→ Task details: Reproduce the lines below word for word, starting with the line that contains "Trace the outline of every instance of the bicycle front" and ending with the line that contains "185 161 L 184", both of those lines included.

*** Provided information

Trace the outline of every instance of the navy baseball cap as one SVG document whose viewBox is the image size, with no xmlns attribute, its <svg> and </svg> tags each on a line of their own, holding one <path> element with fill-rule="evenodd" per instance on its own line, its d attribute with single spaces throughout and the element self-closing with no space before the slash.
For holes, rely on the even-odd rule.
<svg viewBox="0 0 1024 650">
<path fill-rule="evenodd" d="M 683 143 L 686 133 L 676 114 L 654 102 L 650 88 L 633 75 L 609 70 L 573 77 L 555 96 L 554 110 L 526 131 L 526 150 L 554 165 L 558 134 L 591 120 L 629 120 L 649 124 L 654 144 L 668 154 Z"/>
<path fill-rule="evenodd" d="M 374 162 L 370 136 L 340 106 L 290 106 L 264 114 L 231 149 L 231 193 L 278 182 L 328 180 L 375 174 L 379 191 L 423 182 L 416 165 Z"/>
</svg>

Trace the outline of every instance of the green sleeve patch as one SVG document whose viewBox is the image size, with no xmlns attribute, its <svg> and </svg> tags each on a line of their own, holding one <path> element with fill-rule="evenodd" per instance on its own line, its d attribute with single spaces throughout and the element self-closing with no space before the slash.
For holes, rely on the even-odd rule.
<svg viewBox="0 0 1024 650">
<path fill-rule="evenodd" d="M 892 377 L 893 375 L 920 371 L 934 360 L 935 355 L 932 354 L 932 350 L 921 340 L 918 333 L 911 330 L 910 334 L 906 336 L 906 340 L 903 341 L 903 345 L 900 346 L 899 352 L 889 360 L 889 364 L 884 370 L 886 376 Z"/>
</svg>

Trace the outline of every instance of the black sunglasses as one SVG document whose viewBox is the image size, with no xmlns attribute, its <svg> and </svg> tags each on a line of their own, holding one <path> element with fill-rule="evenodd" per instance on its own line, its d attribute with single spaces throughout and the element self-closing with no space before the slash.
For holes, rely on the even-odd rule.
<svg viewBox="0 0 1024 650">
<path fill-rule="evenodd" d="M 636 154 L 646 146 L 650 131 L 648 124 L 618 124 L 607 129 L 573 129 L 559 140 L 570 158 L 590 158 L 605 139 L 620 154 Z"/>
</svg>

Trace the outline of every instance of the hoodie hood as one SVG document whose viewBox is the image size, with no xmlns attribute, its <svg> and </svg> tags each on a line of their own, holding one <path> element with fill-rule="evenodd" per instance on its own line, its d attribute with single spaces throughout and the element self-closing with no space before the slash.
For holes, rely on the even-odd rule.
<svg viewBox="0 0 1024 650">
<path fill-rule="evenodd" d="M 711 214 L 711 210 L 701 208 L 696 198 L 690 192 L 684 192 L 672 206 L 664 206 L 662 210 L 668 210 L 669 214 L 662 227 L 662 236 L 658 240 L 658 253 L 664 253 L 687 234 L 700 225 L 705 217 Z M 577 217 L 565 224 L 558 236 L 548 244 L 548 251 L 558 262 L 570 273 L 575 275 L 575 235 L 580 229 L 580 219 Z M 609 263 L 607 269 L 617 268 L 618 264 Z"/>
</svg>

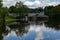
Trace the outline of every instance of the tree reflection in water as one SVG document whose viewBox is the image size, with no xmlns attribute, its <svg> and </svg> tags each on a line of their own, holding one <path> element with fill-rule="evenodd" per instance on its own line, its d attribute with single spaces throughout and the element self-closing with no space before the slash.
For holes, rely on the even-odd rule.
<svg viewBox="0 0 60 40">
<path fill-rule="evenodd" d="M 46 27 L 54 28 L 55 30 L 60 30 L 60 21 L 56 20 L 49 20 L 48 22 L 45 22 Z"/>
<path fill-rule="evenodd" d="M 27 26 L 28 24 L 25 23 L 25 22 L 15 22 L 12 23 L 12 24 L 9 24 L 7 27 L 6 27 L 6 32 L 3 33 L 4 35 L 8 35 L 8 33 L 10 33 L 11 31 L 15 31 L 16 35 L 17 36 L 23 36 L 24 34 L 26 34 L 28 31 L 25 30 L 25 27 Z"/>
</svg>

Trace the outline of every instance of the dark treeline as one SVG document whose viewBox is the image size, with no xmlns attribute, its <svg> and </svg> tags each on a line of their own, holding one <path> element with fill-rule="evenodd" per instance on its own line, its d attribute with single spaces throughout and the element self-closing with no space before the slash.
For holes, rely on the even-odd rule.
<svg viewBox="0 0 60 40">
<path fill-rule="evenodd" d="M 17 2 L 15 6 L 9 7 L 9 13 L 40 13 L 43 11 L 43 8 L 28 8 L 26 5 L 23 5 L 22 2 Z"/>
<path fill-rule="evenodd" d="M 50 19 L 54 21 L 60 20 L 60 5 L 57 6 L 47 6 L 44 9 L 45 15 L 48 15 Z"/>
</svg>

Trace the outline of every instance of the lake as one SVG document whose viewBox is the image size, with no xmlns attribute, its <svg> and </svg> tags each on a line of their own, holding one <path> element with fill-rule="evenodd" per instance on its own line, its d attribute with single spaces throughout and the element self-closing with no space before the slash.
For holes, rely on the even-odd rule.
<svg viewBox="0 0 60 40">
<path fill-rule="evenodd" d="M 60 40 L 60 23 L 14 21 L 0 30 L 0 40 Z"/>
</svg>

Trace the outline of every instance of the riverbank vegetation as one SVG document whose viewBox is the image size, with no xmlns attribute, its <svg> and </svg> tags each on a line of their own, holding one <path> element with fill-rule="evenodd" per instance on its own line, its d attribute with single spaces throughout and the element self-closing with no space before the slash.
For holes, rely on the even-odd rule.
<svg viewBox="0 0 60 40">
<path fill-rule="evenodd" d="M 60 5 L 47 6 L 44 9 L 45 15 L 48 15 L 50 20 L 60 21 Z"/>
</svg>

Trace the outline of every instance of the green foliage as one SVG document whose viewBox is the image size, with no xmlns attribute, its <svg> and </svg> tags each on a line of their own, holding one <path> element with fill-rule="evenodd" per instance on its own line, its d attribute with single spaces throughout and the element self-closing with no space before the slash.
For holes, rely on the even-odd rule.
<svg viewBox="0 0 60 40">
<path fill-rule="evenodd" d="M 60 20 L 60 5 L 47 6 L 44 9 L 45 15 L 49 16 L 49 19 L 59 21 Z"/>
</svg>

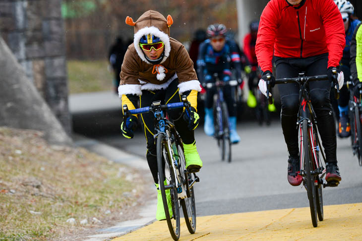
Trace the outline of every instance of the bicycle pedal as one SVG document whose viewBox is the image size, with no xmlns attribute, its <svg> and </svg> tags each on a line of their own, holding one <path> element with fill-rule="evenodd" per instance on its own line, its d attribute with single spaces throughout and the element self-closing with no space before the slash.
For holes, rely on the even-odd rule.
<svg viewBox="0 0 362 241">
<path fill-rule="evenodd" d="M 324 187 L 330 186 L 331 187 L 334 187 L 335 186 L 338 186 L 338 185 L 339 185 L 339 181 L 331 181 L 327 182 L 327 184 L 324 185 Z"/>
</svg>

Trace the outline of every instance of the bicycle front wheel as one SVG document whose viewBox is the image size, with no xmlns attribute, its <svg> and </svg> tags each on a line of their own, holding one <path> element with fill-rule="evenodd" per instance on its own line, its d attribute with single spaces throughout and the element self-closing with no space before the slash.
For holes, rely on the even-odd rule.
<svg viewBox="0 0 362 241">
<path fill-rule="evenodd" d="M 228 107 L 225 103 L 222 105 L 224 135 L 223 136 L 223 149 L 224 156 L 228 162 L 231 162 L 231 142 L 230 141 L 230 124 L 229 122 Z"/>
<path fill-rule="evenodd" d="M 185 161 L 184 155 L 183 155 L 183 149 L 182 147 L 182 143 L 177 142 L 178 152 L 179 153 L 179 160 L 180 160 L 181 167 L 180 172 L 182 176 L 182 182 L 186 184 L 185 179 L 188 180 L 188 183 L 191 183 L 192 179 L 192 175 L 190 173 L 185 173 L 184 170 L 186 170 L 186 161 Z M 187 187 L 186 187 L 187 188 Z M 196 205 L 195 205 L 195 196 L 193 191 L 193 187 L 190 188 L 190 197 L 185 197 L 180 200 L 181 206 L 182 207 L 183 216 L 185 218 L 186 226 L 190 234 L 194 234 L 196 231 Z"/>
<path fill-rule="evenodd" d="M 310 216 L 312 218 L 313 227 L 318 226 L 317 219 L 317 201 L 316 197 L 316 186 L 314 181 L 316 181 L 315 175 L 312 174 L 312 167 L 313 160 L 311 149 L 310 148 L 310 136 L 309 135 L 309 127 L 308 126 L 306 120 L 303 121 L 302 123 L 303 150 L 304 153 L 304 185 L 306 188 L 308 199 L 309 201 L 310 208 Z"/>
<path fill-rule="evenodd" d="M 356 149 L 360 166 L 362 165 L 362 133 L 361 132 L 361 118 L 358 107 L 355 108 L 355 123 L 356 124 Z"/>
<path fill-rule="evenodd" d="M 157 166 L 158 169 L 159 187 L 161 190 L 162 201 L 165 209 L 167 225 L 170 233 L 174 240 L 179 240 L 180 234 L 180 208 L 179 198 L 177 195 L 176 177 L 174 171 L 173 161 L 171 158 L 171 152 L 169 150 L 168 145 L 165 135 L 160 134 L 157 137 Z M 165 168 L 164 169 L 164 165 Z M 165 185 L 164 181 L 167 181 Z M 167 199 L 168 192 L 170 192 L 171 198 Z M 171 202 L 172 213 L 169 210 Z"/>
</svg>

******

→ Response to this task:
Trace the outline of every instance of the bicycle front wheel as one SVG document whose viewBox is the image size, with no xmlns attribute, its <svg> and </svg> tags each on a line of their own, holding one <path> element with fill-rule="evenodd" per instance on its own line, its d attribute with single spaces throughout and the element self-closing with no space before the slash.
For holes, rely on the even-odd rule.
<svg viewBox="0 0 362 241">
<path fill-rule="evenodd" d="M 228 107 L 225 103 L 222 105 L 224 135 L 223 136 L 223 149 L 224 156 L 228 162 L 231 162 L 231 142 L 230 141 L 230 124 L 229 122 Z"/>
<path fill-rule="evenodd" d="M 185 161 L 184 155 L 183 155 L 183 149 L 182 147 L 182 143 L 177 142 L 178 152 L 179 153 L 179 160 L 180 160 L 181 167 L 180 172 L 182 176 L 182 182 L 186 184 L 185 179 L 188 180 L 188 183 L 191 183 L 192 179 L 192 175 L 190 173 L 185 173 L 184 170 L 186 170 L 186 161 Z M 187 187 L 186 187 L 187 188 Z M 196 205 L 195 205 L 195 196 L 193 191 L 193 187 L 190 188 L 190 197 L 185 197 L 180 200 L 181 206 L 182 207 L 183 216 L 185 218 L 186 226 L 190 234 L 194 234 L 196 231 Z"/>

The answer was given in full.